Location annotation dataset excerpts
==========

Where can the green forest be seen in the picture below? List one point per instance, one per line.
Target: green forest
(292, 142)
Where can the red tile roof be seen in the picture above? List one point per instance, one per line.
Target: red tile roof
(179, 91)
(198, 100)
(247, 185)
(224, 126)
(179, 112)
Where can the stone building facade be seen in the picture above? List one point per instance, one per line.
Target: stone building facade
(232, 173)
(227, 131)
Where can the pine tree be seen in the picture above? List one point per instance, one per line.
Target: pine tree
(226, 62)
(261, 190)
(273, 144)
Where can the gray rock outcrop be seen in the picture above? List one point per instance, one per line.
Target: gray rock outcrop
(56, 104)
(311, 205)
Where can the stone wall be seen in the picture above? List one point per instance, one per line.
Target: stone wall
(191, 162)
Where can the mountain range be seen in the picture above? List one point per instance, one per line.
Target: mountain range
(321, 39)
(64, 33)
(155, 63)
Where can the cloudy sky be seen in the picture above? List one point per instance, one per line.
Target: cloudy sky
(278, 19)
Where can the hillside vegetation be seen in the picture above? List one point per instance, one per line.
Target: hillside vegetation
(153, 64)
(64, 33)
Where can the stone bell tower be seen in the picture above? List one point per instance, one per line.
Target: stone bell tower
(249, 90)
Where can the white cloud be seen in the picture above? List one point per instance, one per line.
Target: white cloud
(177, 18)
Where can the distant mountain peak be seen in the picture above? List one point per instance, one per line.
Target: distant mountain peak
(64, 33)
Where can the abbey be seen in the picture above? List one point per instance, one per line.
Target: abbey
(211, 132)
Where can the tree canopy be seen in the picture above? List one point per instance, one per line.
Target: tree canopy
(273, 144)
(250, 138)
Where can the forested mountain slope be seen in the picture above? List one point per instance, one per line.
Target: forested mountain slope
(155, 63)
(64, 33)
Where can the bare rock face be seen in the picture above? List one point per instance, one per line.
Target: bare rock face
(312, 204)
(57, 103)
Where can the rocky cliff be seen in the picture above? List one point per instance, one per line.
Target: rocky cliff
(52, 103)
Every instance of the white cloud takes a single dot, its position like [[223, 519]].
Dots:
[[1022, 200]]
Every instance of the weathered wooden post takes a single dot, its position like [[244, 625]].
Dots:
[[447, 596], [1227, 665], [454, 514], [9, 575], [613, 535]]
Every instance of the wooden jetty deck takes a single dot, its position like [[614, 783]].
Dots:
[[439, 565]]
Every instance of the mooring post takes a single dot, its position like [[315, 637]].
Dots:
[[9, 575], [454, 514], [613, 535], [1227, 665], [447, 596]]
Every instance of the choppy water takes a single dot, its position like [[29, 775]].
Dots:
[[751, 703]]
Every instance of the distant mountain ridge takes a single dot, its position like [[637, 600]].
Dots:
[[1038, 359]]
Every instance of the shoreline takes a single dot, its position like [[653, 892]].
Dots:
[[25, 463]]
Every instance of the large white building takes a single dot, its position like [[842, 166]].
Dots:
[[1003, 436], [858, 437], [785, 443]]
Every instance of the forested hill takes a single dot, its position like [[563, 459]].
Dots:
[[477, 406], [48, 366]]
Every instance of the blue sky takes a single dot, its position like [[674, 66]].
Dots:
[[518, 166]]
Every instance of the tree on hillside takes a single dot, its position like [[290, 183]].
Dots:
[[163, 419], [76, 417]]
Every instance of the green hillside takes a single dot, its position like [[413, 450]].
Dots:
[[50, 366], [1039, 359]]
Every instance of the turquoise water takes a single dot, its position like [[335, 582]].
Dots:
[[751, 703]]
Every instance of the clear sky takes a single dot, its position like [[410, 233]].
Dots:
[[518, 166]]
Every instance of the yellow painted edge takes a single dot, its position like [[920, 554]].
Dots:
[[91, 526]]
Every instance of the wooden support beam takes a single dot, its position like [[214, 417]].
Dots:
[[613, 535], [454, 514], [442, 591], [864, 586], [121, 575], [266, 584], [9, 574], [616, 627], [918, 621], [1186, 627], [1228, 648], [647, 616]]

==========

▶ The problem
Each entry is to be returned in full, character for character.

▶ Complete answer
Where can the green forest be seen in the picture below? List one point per instance, one per line.
Target: green forest
(292, 142)
Where can the red tile roof be seen in the picture above? List one point per instance, one per line.
Target: red tile roof
(179, 91)
(198, 100)
(247, 185)
(224, 126)
(179, 112)
Where can the stone building facade be seen in the picture above? List one point per instance, one per line.
Target: stone building facade
(232, 173)
(227, 131)
Where can the pine tree be seen in the picture above? List one point per instance, one per line.
Target: pine tree
(226, 62)
(261, 190)
(273, 144)
Where can the gray rock outcrop be seen in the picture above? List one point per instance, one per line.
Target: gray rock outcrop
(56, 104)
(311, 205)
Where can the stone wall be seen in the picture above? List one point per instance, one per line.
Target: stone wall
(191, 162)
Where can the mountain range be seen in the picture above? List one point per instance, one per line.
Target: mountain range
(321, 39)
(64, 33)
(155, 63)
Where can the cloudy sky be seen in the picture above? List one point per instance, one per line.
Target: cloudy sky
(278, 19)
Where can the hillside vegetation be seen in the picture above? List one point per instance, one per line.
Target: hillside vegetation
(153, 64)
(64, 33)
Where can the stone bell tower be seen in the picture above? List one point per instance, one per line.
Target: stone bell tower
(249, 90)
Where can the white cloud be seen in the picture above? List one point per instance, one per line.
Target: white cloud
(177, 18)
Where can the distant mountain peak be seen in the picture above? List one point per instance, one per line.
Target: distant mountain peak
(64, 33)
Where can the abbey be seen in the picture above? List one point per instance, one per line.
Target: abbey
(211, 132)
Where can the tree canopy be seen in the picture above? List one point per instance, one per line.
Target: tree canopy
(273, 144)
(250, 138)
Where can the forested mountain slope be seen in the picture above? List one point per instance, one per line.
Target: forested mountain slope
(155, 63)
(64, 33)
Where can the bare rock face be seen in the picture above? List one point per instance, one per line.
Target: bare rock face
(312, 204)
(57, 103)
Where can the rocky cliff be seen in the picture above? List one point per instance, one per line.
Target: rocky cliff
(52, 103)
Every instance of the white cloud takes a single dot, its position like [[223, 519]].
Dots:
[[1022, 200]]
Every instance of the weathered wooden post takes a single dot, its position like [[244, 625]].
Dots:
[[447, 596], [1227, 665], [454, 514], [9, 575], [613, 535]]
Every instance of the wooden jetty deck takes a single dot, its position like [[614, 783]].
Dots:
[[439, 565]]
Every instance of the mooring post takes a single dot, its position like [[315, 637]].
Dots:
[[9, 575], [454, 514], [613, 535], [1227, 665], [447, 596]]
Every instance of the choppy water takes a single dot, its position like [[29, 775]].
Dots:
[[751, 703]]
Every instance of the distant mountain ridge takes a single dot, its position like [[637, 600]].
Dots:
[[1038, 359]]
Every instance of the shoreline takes a single dot, its position like [[653, 892]].
Dots:
[[25, 463]]
Every instance of the large white building takes a single dot, its position like [[842, 166]].
Dots:
[[1003, 436], [858, 437], [785, 443]]
Every instance of the forested hill takes a single dot, its position like [[563, 459]].
Dots:
[[477, 406], [48, 366]]
Every instance of the blue sky takes a single dot, its position like [[674, 66]].
Dots:
[[518, 166]]
Every instance of the tree on hillside takes a single dot, its position like [[290, 183]].
Dots:
[[163, 419], [76, 417]]
Every instance of the green hillside takes a single dot, its position like [[413, 450]].
Dots:
[[50, 366], [1039, 359]]
Every instance of the turquoise water takes a single dot, its position like [[335, 582]].
Dots:
[[751, 703]]
Every instance of the clear sky takes a single dot, its position like [[410, 233]].
Dots:
[[518, 166]]
Every instance of the yellow painted edge takes a single dot, its position like [[920, 554]].
Dots:
[[91, 526]]
Every instance of the wooden support beam takes a single dot, its position like [[214, 417]].
Dots:
[[613, 535], [454, 514], [442, 591], [864, 586], [121, 575], [266, 584], [9, 574], [616, 627], [918, 621], [1186, 627], [1228, 648], [647, 616]]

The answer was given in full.